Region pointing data
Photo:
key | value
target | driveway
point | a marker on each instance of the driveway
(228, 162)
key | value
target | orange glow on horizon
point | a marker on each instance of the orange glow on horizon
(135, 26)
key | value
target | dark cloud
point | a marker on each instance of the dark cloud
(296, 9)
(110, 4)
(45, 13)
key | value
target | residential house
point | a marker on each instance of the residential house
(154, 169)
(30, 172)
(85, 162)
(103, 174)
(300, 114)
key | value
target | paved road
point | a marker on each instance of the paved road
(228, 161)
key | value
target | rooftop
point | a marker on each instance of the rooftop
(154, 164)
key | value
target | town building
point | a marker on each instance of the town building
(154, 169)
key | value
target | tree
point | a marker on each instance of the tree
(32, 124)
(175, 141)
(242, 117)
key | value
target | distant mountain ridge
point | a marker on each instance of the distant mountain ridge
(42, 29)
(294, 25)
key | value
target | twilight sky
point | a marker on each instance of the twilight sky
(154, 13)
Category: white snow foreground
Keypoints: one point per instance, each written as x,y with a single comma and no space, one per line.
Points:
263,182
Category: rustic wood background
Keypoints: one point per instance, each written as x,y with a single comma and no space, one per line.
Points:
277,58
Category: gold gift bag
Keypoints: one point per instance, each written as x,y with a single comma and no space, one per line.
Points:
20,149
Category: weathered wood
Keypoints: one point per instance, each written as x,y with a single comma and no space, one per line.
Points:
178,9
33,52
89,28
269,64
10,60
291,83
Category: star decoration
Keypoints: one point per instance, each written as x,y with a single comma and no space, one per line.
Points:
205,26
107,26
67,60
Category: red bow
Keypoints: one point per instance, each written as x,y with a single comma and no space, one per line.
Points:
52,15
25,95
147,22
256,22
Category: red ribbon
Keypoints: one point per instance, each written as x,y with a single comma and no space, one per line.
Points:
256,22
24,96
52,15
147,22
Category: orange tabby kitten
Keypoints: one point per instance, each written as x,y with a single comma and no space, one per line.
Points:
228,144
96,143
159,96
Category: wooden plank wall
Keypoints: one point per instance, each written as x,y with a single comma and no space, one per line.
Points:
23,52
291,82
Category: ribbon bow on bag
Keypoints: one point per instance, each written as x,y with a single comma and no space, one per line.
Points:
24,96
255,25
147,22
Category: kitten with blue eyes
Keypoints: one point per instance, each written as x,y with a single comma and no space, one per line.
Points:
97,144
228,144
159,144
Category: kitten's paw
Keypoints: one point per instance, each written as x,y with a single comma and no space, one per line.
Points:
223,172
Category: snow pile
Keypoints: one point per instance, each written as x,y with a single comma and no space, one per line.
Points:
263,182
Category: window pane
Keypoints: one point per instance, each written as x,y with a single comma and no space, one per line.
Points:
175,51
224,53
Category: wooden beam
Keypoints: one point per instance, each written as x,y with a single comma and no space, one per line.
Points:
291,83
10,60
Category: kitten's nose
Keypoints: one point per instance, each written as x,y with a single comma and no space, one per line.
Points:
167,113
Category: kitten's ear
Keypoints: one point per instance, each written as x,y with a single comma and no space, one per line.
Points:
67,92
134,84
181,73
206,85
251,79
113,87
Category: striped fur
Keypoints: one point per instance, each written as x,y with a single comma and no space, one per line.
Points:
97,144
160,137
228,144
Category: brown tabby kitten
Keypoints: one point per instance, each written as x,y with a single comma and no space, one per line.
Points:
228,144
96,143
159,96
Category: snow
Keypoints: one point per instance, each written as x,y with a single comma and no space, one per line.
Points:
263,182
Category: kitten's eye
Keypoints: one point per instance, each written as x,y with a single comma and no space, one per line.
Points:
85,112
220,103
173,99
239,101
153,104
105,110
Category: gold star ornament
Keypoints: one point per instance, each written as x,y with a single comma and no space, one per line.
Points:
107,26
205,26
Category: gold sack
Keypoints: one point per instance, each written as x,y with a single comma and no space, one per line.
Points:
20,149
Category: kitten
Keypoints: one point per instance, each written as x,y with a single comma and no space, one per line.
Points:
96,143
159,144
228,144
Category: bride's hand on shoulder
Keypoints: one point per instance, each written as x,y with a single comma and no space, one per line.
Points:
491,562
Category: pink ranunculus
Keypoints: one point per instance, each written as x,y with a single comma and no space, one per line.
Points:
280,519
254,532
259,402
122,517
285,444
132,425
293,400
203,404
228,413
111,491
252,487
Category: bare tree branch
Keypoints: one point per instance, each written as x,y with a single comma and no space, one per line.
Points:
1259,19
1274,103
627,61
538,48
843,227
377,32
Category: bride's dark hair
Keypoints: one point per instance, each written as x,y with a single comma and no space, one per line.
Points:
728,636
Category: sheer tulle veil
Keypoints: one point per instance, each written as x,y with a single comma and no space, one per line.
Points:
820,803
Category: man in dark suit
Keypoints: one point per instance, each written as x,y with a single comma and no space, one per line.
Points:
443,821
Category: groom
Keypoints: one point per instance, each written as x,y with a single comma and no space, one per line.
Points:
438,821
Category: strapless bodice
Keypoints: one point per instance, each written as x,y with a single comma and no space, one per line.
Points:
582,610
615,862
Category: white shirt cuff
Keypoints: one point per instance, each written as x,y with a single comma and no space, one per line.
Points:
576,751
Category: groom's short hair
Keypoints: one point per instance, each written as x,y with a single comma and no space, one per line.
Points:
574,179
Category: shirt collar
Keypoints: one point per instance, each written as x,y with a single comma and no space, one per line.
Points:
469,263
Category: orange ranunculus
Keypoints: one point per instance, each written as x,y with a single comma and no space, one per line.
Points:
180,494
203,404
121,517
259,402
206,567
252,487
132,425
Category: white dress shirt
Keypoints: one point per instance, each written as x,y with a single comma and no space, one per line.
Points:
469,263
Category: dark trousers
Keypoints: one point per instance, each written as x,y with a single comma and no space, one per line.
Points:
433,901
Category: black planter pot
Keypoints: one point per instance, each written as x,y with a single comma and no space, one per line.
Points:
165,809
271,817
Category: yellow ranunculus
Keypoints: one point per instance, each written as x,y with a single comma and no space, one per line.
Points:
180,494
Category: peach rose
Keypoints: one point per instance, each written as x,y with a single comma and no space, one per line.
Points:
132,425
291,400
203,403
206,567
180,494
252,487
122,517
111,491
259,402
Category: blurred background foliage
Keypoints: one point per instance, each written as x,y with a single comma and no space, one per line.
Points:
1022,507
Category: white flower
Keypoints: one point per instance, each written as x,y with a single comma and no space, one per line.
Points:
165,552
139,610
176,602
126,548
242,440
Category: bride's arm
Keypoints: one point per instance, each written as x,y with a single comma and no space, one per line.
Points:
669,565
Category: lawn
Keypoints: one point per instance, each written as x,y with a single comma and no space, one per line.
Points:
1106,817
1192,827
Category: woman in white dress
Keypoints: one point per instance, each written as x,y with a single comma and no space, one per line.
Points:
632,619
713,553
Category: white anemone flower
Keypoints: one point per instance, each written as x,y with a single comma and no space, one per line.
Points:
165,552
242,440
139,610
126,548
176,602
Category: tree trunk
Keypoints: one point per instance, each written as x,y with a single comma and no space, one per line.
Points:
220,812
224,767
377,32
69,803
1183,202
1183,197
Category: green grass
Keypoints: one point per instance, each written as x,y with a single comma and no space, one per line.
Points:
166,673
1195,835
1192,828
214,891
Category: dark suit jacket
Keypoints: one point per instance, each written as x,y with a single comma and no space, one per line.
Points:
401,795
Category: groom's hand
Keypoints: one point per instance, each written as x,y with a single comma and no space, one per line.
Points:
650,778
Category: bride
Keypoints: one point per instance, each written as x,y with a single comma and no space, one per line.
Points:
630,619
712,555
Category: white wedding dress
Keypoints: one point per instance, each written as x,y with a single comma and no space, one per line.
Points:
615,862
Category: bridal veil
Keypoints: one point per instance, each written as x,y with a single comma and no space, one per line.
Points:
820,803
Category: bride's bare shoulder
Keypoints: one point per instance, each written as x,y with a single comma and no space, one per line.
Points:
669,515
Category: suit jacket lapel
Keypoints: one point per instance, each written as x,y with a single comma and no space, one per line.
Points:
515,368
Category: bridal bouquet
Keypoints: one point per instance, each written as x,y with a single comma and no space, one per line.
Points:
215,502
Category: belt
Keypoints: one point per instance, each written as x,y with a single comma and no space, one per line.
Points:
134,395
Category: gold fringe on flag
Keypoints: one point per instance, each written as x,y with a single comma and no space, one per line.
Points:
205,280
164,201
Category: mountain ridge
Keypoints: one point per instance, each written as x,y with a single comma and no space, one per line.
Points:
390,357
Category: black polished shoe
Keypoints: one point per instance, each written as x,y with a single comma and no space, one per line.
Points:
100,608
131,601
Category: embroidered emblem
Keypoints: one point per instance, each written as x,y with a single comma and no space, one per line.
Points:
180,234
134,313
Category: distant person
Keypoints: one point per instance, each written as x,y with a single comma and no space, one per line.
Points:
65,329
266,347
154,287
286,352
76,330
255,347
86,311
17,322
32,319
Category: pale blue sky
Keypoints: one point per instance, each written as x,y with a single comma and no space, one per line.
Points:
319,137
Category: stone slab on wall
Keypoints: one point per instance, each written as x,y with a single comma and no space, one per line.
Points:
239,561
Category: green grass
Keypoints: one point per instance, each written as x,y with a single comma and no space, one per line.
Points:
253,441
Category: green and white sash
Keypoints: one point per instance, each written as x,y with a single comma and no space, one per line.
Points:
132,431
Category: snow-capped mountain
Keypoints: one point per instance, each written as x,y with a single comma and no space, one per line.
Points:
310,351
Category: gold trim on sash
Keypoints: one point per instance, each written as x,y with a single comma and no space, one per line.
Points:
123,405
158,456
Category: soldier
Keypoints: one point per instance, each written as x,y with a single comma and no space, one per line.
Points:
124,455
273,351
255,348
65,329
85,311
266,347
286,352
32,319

Work instruction: From the line that has "Category: wooden plank wall" through the line that has "Category: snow pile", copy every line exactly as it appears above, and leave out all others.

Answer to this task:
Category: wooden plank wall
Keypoints: one point per instance, each written as x,y with a single comma and no space, one per line.
Points:
23,52
291,82
Category: ribbon bow on bag
Keypoints: one point per instance, each written as x,y with a single comma and no space, one per line.
Points:
24,96
255,25
147,22
Category: kitten with blue eyes
Keypoints: one point per instance, each written as x,y with a single comma and no space, one per line.
Points:
97,144
228,144
159,144
Category: kitten's paw
Keypoints: one point per instance, each written as x,y with a single comma and no space, one per line.
Points:
223,172
Category: snow pile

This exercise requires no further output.